The basis for most latter day claims of Oswald’s guilt rely on texts which serve solely as prosecution briefs, and which also wither under examination. The so-called overwhelming case against Oswald is primarily a bluff.
“The CIA should obey the law”… a novel [and not wholly original] sentiment, but the JFK assassination is but one example of *countless* others where the Agency ignores the law and does as it pleases. To think that articles like this will change the CIA’s behavior is rather short sighted. It will take a whole lot more to alter things.
Just a follow-up.
Listened over the weekend to Oswald’s very strange appearance on Latin Listening Post:
http://www.ejkred.blogspot.com/2013/08/latin-listening-post.html
When Stuckey charges him with never having visited the Latin American countries Oswald is speaking of, LHO says something like: “Well, I have been to Mexico on occasion. . .”
Really. This interview occured in mid-August of ’63, the month before his Mexico Mystery Tour. I’ve never come across any prior visits by him. Is there evidence for this? What was he doing there?
Thanks again!
Oswald visited Tijuana when he was a Marine stationed in southern California, according to fellow Marines.
This is significant step forward regarding the involvement of the mainstream media in the case. Well done Jeff and keep up the sterling efforts.
I saw this article by an Associated Press journalist. I read the article & realized this could be it. The one article in the main stream press that blows the doors off of the “lone assassin” story once & for all. This article is about 98% accurate and is the REAL DEAL.
Thank you Jefferson Morley for providing some of the information that the reporter used.

== WHAT THE TASK REQUIRES ==
Reproduce the comment thread on Oswald and the CIA word for word, everything from "Just a follow-up." down to "to fellow Marines.".

== SUPPLIED DATA ==
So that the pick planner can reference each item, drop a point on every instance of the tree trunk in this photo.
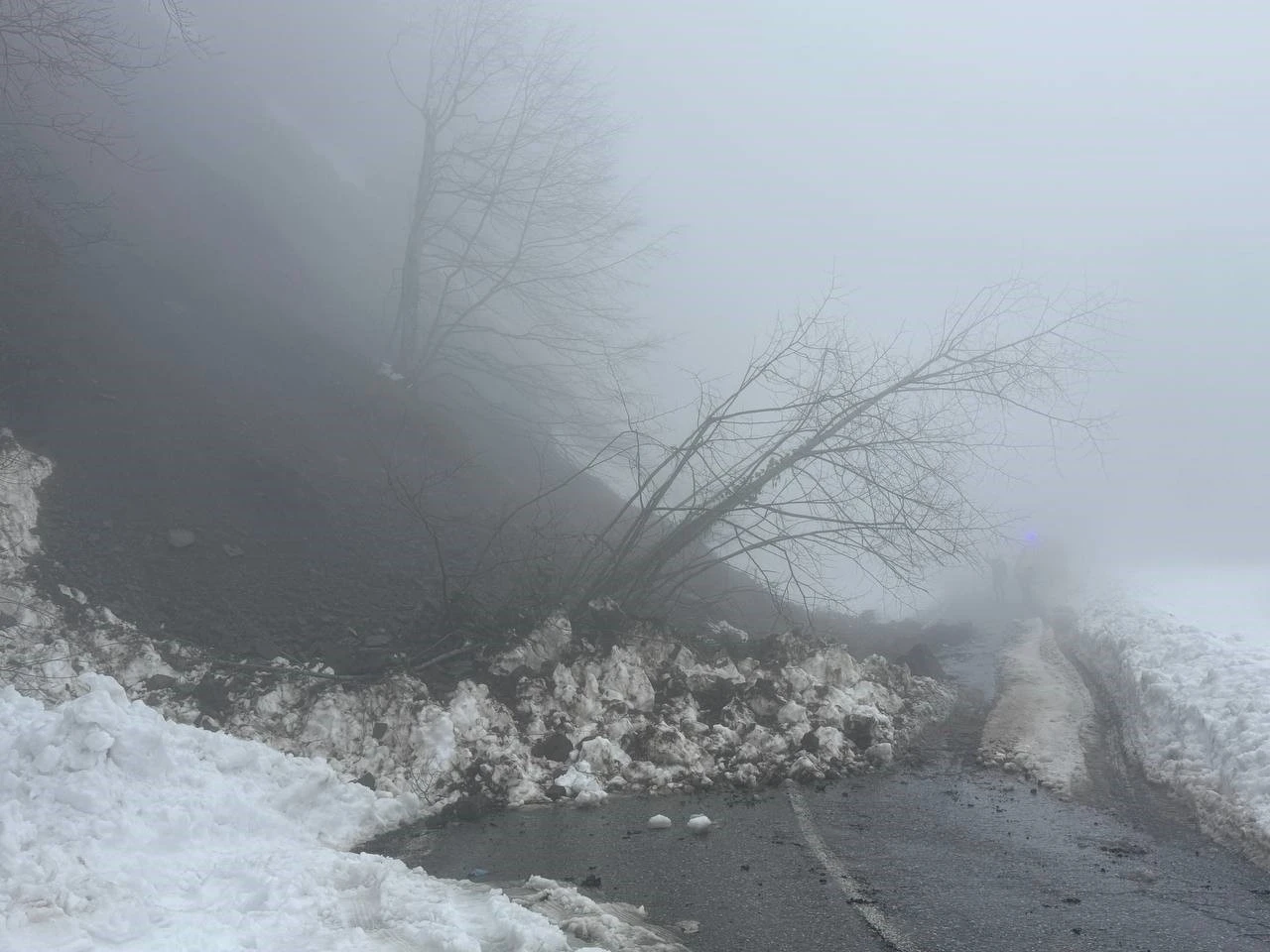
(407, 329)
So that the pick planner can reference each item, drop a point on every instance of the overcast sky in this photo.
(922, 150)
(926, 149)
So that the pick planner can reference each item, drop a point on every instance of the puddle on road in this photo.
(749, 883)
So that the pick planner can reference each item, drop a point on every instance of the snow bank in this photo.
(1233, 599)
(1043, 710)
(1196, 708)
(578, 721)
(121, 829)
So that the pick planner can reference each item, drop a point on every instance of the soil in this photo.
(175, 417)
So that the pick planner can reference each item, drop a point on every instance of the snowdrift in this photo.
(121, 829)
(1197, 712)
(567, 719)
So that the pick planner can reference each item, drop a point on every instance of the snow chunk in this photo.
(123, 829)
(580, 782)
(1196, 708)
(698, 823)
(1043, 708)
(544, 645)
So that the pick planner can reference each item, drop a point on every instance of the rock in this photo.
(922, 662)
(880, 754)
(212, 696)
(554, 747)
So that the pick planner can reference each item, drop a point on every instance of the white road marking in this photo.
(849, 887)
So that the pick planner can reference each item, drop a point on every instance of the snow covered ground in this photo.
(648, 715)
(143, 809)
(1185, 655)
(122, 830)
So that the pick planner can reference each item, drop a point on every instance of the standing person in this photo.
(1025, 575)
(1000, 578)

== TASK RESPONSE ==
Just a follow-up.
Listened over the weekend to Oswald’s very strange appearance on Latin Listening Post:
http://www.ejkred.blogspot.com/2013/08/latin-listening-post.html
When Stuckey charges him with never having visited the Latin American countries Oswald is speaking of, LHO says something like: “Well, I have been to Mexico on occasion. . .”
Really. This interview occured in mid-August of ’63, the month before his Mexico Mystery Tour. I’ve never come across any prior visits by him. Is there evidence for this? What was he doing there?
Thanks again!
Oswald visited Tijuana when he was a Marine stationed in southern California, according to fellow Marines.